Fragmento para leer
-------

Hoy ha sido uno de esos días en los que he pensado en dejarlo todo. Por mi mente ha cruzado la idea de dejar de luchar, de rendirme, de olvidar todo aquello por lo que llevo peleando en los últimos años y por lo que he apostado muy fuerte, invirtiendo tiempo, esfuerzo y dinero y arriesgando la estabilidad de mi familia.
Estaba pendiente de la respuesta de un proyecto profesional que me llenaba de ilusión. Y la respuesta ha sido que, lamentablemente, he llegado demasiado tarde y que la posibilidad se esfumaba. Mi ilusión, se esfumaba. Mi sueño de un camino nuevo, una nueva vida, un futuro más claro, se esfumaba.
Y he caído en el desánimo. En menos de un minuto, la persona llena de energía, ganas y autoestima se ha derrumbado como un castillo de naipes. Ante el contratiempo, me he fragmentado en mil pedazos y he visto como me iba desintegrando, presa de la desilusión. No es la primera vez que me pasa últimamente, de hecho, me está pasando más a menudo de lo que me gustaría. Inevitablemente, me empiezo a cuestionar mi valía personal, mi solvencia profesional, mi apariencia física. Empiezo a sentirme a disgusto dentro de mi propia piel y es terrible. La nube de la crisis existencial, a mis 41 años recién cumplidos, me sobrevuela.

Y tras unas horas negras decido buscar motivación, literalmente: tecleo MOTIVACIÓN en Google y aparecen muchas imágenes, vídeos, citas, blogs y sugerencias. A menudo que las leo me voy sintiendo mejor, poco a poco, porque ningún estado de ánimo es para siempre y, si te entregas a la experiencia de dejarte estar en lo que hay en el aquí y ahora, te das cuenta de que también lo terrible pasa.
Hoy he sido valiente. He mirado hacia mi interior y no he huido ni maquillado lo que he encontrado allí. Y me comprometo conmigo misma a seguir caminando, a levantarme aunque caiga, a darme cuenta de que, aunque me rompa, me recompongo. Me entrego, confío, sigo andando. Sigo intentándolo. Sigo. Confío. Yo puedo.

-------

Material proporcionado

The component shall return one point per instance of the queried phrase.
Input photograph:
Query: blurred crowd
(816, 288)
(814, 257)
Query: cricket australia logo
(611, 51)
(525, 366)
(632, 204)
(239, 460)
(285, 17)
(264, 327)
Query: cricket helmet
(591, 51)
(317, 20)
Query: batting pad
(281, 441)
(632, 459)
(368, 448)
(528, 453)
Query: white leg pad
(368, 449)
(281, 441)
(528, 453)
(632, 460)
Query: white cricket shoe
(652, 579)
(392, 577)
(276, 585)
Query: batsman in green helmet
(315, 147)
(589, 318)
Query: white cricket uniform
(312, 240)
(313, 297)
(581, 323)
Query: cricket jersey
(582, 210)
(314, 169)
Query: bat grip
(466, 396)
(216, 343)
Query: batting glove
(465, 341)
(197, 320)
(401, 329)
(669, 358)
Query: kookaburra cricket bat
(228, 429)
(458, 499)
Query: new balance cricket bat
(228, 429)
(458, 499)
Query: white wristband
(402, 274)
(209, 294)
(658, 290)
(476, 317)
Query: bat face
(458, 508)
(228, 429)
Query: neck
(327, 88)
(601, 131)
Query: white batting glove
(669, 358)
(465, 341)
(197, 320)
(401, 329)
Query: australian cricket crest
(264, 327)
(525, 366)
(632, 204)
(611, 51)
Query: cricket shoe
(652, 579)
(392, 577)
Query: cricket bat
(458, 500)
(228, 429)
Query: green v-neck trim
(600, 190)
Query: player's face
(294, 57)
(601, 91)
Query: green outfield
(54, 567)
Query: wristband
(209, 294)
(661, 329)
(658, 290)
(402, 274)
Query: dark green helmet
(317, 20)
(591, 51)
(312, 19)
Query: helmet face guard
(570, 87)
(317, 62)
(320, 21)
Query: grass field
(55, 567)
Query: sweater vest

-------

Ejercicios
a – Según el fragmento, ¿qué palabra se teclea en Google después de unas horas negras?
b – Traduce al inglés esta oración del fragmento: "Estaba pendiente de la respuesta de un proyecto profesional que me llenaba de ilusión."
c – Reescribe de forma más breve el párrafo del fragmento que comienza con "Y he caído en el desánimo", sin perder sus datos principales.
Para responder, usa únicamente el fragmento.

Soluciones en orden
a – MOTIVACIÓN.

b – I was waiting for the answer about a professional project that filled me with excitement.

c – He caído en el desánimo. Ante el contratiempo, en menos de un minuto, la persona llena de energía, ganas y autoestima se ha derrumbado. Me pasa cada vez más a menudo. Me lleva a cuestionar mi valía personal, mi solvencia profesional y mi apariencia física, hasta sentirme a disgusto en mi propia piel. A mis 41 años recién cumplidos, me sobrevuela una crisis existencial.